_Texte fourni_:
-=-=-

Antonio Vivaldi : Kyrie en sol mineur RV 587 – Gloria en ré majeur, RV 589 – Sinfonia al Santo Sepolcro en ré mineur, RV 169 – Credo en mi mineur, RV 591 – Concerto Madrigalesco en ré mineur, RV 129 – Magnificat en sol mineur, RV 610a

Anna Reinhold (mezzo-soprano), Les Cris de Paris, Geoffroy Jourdain (direction)
Enregistré en public à l’abbaye d’Ambronay (27-28 septembre 2015) – 65’05
Ambronay AMY 047 (distribué par Harmonia mundi) – Notice (en français, anglais et allemand) de Geoffroy Jourdain et traduction des textes chantés


 Sélectionné par la rédaction





Antonio Vivaldi : Gloria en ré majeur, RV 589 – Laetatus sum, RV 607 – Magnificat en sol mineur, RV 610a – Lauda Jerusalem, RV 609
Le Concert Spirituel, Hervé Niquet (direction)
Enregistré en l’église Notre-Dame du Liban (juin 2015) – 50’31
Alpha 222 (distribué par Outhere)





Un des multiples paradoxes de la musique d’Antonio Vivaldi (1678-1741) est d’être de plus en plus connue et, dans le même temps, de susciter de plus en plus de questions... Ainsi, question pourtant a priori basique, comment interpréter sa musique religieuse?

-=-=-

_Données à examiner_:
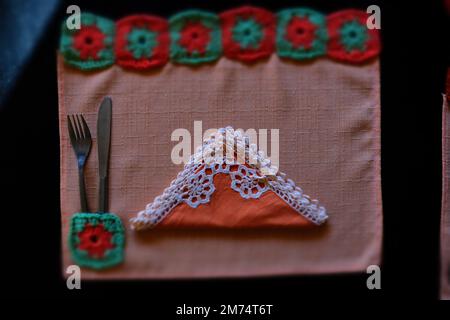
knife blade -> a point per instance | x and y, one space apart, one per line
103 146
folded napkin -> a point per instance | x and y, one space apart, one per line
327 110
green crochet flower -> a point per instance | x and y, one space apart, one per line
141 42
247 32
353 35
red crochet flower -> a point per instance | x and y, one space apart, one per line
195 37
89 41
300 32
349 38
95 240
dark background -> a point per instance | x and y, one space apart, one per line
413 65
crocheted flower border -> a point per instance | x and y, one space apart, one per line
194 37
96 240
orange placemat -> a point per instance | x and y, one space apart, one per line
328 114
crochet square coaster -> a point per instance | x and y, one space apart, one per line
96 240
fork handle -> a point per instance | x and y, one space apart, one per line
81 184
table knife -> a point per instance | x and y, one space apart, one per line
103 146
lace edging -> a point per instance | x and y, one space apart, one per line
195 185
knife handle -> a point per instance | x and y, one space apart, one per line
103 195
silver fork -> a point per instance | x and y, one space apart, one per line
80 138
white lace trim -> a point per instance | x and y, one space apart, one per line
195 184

-=-=-

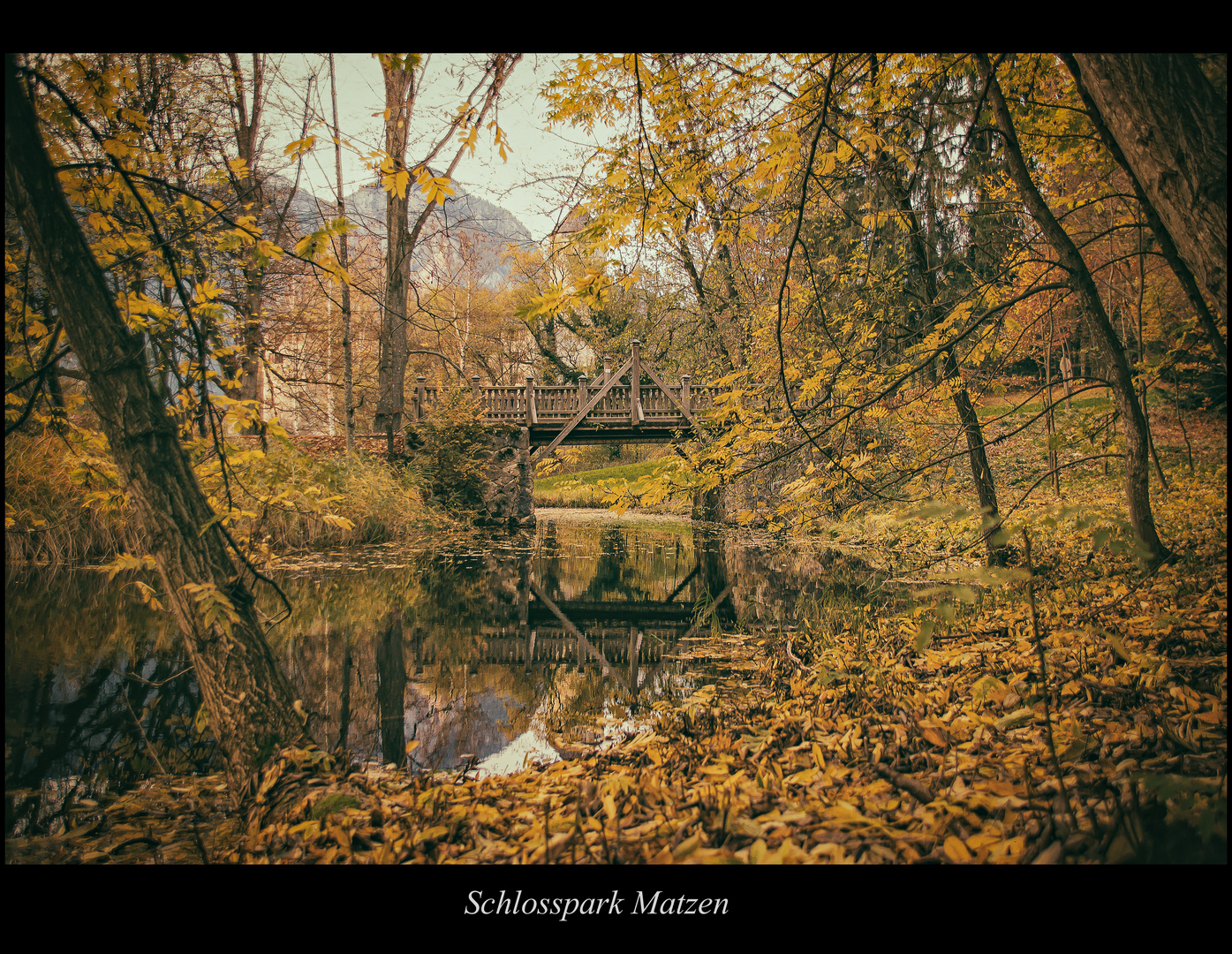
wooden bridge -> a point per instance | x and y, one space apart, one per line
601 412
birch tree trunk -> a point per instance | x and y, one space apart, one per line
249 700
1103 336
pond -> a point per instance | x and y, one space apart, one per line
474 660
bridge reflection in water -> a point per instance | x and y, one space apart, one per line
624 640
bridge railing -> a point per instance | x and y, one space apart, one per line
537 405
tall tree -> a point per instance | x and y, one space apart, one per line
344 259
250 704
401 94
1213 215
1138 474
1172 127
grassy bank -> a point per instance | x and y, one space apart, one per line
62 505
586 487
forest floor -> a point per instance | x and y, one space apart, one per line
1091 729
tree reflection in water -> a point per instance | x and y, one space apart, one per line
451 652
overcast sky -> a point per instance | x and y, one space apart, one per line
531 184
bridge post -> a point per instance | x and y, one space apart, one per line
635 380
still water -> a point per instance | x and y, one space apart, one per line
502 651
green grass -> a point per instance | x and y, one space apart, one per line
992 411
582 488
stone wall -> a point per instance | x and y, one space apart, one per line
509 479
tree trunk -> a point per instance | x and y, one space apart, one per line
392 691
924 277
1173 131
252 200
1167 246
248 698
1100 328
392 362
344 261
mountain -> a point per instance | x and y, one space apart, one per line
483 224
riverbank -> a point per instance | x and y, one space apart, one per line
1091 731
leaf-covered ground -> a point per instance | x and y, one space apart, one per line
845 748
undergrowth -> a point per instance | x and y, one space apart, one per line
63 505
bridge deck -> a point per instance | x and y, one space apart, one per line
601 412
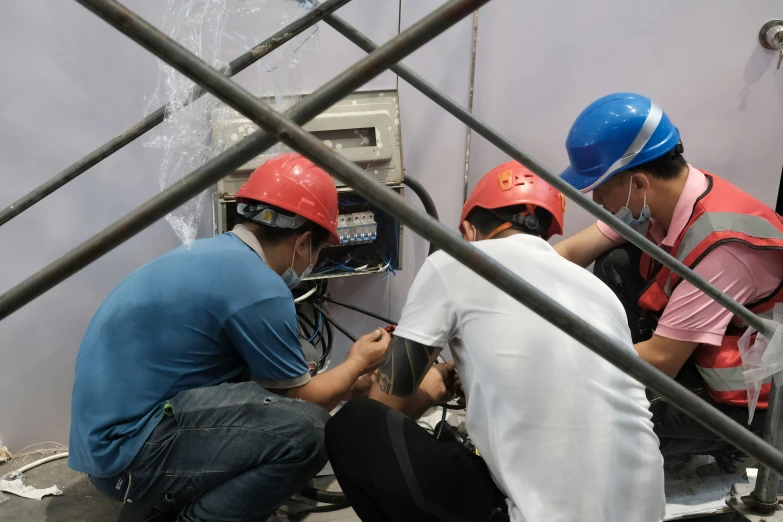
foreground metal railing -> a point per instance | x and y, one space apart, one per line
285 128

-=-=-

_Mise en pratique_:
1. Recopiez fidèlement le passage du texte sur les disques de Vivaldi qui commence par « Enregistré en l’église » et se termine par « sa musique religieuse? ».
2. Rédigez la suite du texte sur les disques de Vivaldi à partir de sa dernière phrase.

_Corrigé de l'exercice_:
1.
Enregistré en l’église Notre-Dame du Liban (juin 2015) – 50’31
Alpha 222 (distribué par Outhere)





Un des multiples paradoxes de la musique d’Antonio Vivaldi (1678-1741) est d’être de plus en plus connue et, dans le même temps, de susciter de plus en plus de questions... Ainsi, question pourtant a priori basique, comment interpréter sa musique religieuse?

2.
Car, composée pour les fameux Ospedali vénitiens qu’étaient San Lazaro dei Mendicanti, Santa Maria della Pietà, l’Ospedale degl’Incurabili et l’Ospedale SS. Giovanni e Paolo dei Derelitti, institutions caritatives à destination des enfants déshérités, cette musique ne pouvait être interprétée que par des jeunes filles contrairement aux hospices napolitains, qui accueillaient en premier lieu des garçons. De fait, comment doit-on chanter des œuvres comportant des parties certes destinées à des sopranos et à des mezzos, mais également à des ténors et des basses? Sur ce point, les controverses opposent les meilleurs spécialistes et n’ont visiblement pas fini de susciter des recherches poussées de la part des musicologues. Pour H. C. Robbins Landon, il était tout à fait possible que, à l’occasion, des hommes (peut-être seulement des hommes d’église d’ailleurs) aient été invités à chanter aux côtés des jeunes orphelines (Vivaldi, Jean-Claude Lattès, p. 90). Pour Patrick Barbier, cette hypothèse «est fort peu probable», estimant plutôt que soit certaines parties étaient confiées à des jeunes femmes à la tessiture particulièrement grave (hypothèse confirmée par les écrits de Charles Burney, témoin de tout premier ordre), soit certaines parties destinées à des voix masculines étaient transposées à l’octave supérieur (La Venise de Vivaldi, Grasset, p. 113). Cette dernière hypothèse est également privilégiée par Sylvie Mamy (Vivaldi, Fayard, pp. 151 et 152).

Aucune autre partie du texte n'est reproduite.